- _DATA_:
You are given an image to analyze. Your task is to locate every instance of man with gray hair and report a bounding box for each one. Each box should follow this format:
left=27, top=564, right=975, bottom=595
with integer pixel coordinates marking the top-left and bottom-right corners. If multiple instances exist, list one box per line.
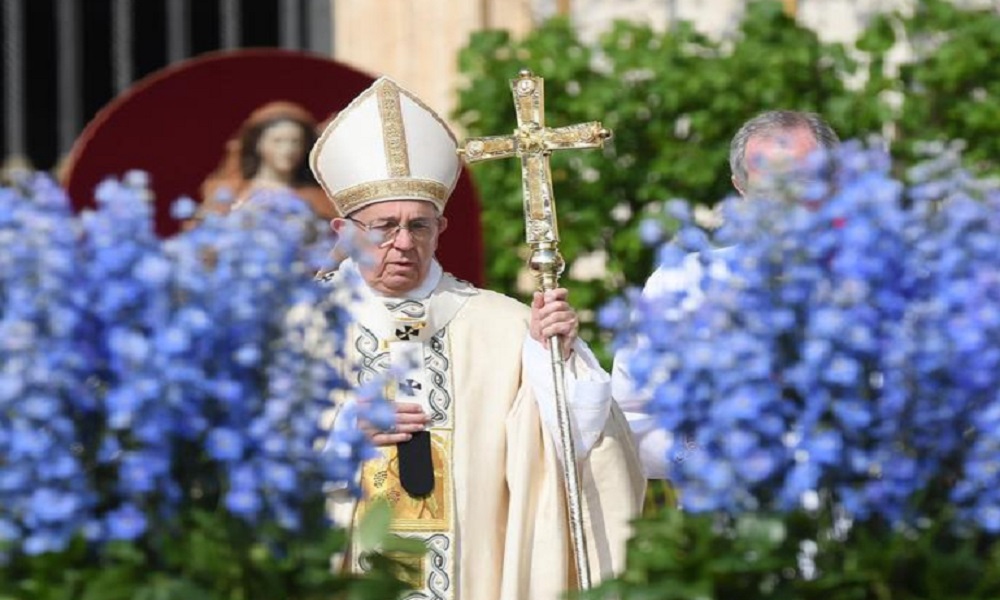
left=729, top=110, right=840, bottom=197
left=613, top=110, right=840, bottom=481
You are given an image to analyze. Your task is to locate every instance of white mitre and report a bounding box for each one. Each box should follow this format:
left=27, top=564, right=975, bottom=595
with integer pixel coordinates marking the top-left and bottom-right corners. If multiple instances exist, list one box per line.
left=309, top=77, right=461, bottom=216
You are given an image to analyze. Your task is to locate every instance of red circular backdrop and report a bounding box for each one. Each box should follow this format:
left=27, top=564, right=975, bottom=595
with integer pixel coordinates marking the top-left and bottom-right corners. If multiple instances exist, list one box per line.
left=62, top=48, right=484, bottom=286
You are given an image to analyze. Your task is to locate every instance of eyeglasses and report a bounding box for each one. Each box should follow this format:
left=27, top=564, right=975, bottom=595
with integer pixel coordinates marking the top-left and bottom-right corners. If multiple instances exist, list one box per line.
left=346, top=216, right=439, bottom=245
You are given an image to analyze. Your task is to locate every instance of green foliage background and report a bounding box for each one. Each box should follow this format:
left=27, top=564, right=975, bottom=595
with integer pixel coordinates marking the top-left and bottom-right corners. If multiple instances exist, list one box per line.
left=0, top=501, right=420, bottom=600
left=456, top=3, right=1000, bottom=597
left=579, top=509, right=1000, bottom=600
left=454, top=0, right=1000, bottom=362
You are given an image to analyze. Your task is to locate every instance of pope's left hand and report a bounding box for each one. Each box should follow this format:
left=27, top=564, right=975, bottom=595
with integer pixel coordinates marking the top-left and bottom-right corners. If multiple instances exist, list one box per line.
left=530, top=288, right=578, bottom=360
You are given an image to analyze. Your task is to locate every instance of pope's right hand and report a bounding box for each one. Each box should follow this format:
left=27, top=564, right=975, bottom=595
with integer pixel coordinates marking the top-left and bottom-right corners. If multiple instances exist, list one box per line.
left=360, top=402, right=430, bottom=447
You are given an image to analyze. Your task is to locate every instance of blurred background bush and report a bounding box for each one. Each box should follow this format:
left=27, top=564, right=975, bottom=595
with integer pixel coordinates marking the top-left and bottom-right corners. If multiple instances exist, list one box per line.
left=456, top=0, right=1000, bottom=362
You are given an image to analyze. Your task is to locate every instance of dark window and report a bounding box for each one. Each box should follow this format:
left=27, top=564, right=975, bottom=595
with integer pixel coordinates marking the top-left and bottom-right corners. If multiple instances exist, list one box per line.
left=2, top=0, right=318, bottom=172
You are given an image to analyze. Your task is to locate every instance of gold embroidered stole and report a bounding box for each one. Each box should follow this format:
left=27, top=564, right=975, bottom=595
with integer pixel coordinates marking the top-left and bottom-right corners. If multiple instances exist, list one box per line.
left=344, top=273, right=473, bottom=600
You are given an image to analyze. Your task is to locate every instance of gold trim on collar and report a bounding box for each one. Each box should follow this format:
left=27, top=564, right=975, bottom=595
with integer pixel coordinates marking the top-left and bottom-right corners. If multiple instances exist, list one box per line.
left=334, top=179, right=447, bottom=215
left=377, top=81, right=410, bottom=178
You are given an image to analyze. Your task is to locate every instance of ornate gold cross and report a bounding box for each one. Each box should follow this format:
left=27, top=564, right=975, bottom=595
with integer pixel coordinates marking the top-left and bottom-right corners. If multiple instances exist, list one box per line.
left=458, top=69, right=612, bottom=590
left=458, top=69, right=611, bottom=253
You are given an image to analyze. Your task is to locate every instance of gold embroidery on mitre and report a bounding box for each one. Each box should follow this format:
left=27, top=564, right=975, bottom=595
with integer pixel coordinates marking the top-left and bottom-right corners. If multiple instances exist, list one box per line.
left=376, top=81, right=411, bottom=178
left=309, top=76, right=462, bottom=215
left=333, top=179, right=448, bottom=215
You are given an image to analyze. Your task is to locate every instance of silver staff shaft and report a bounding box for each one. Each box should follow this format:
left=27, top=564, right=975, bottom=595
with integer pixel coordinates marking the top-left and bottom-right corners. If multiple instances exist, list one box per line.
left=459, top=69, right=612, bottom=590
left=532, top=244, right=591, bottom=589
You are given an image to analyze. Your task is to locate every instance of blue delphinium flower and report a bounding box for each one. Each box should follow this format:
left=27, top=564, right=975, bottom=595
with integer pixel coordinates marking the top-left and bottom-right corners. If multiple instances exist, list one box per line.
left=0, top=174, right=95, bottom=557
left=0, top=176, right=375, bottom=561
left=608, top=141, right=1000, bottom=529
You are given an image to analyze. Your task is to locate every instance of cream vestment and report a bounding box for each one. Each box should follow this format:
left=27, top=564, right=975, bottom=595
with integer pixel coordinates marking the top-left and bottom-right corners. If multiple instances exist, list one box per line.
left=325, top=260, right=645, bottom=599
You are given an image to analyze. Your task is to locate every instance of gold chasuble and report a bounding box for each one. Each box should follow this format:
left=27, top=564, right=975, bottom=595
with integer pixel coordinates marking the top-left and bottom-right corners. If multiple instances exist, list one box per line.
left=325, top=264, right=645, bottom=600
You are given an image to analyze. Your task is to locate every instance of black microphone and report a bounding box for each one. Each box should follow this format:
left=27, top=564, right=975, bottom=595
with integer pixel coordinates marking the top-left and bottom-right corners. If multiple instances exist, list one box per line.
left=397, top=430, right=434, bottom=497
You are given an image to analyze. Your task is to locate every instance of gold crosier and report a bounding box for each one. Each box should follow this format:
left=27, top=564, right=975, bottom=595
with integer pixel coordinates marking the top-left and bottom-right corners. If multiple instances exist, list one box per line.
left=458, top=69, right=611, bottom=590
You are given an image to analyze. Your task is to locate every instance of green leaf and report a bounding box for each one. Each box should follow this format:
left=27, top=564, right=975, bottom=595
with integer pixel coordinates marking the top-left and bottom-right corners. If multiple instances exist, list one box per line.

- _WHAT THE TASK ASKS_:
For each line in the data that holds "pope", add one to a count, then report that count alone.

- _SOLUTION TO THIS PROBLEM_:
2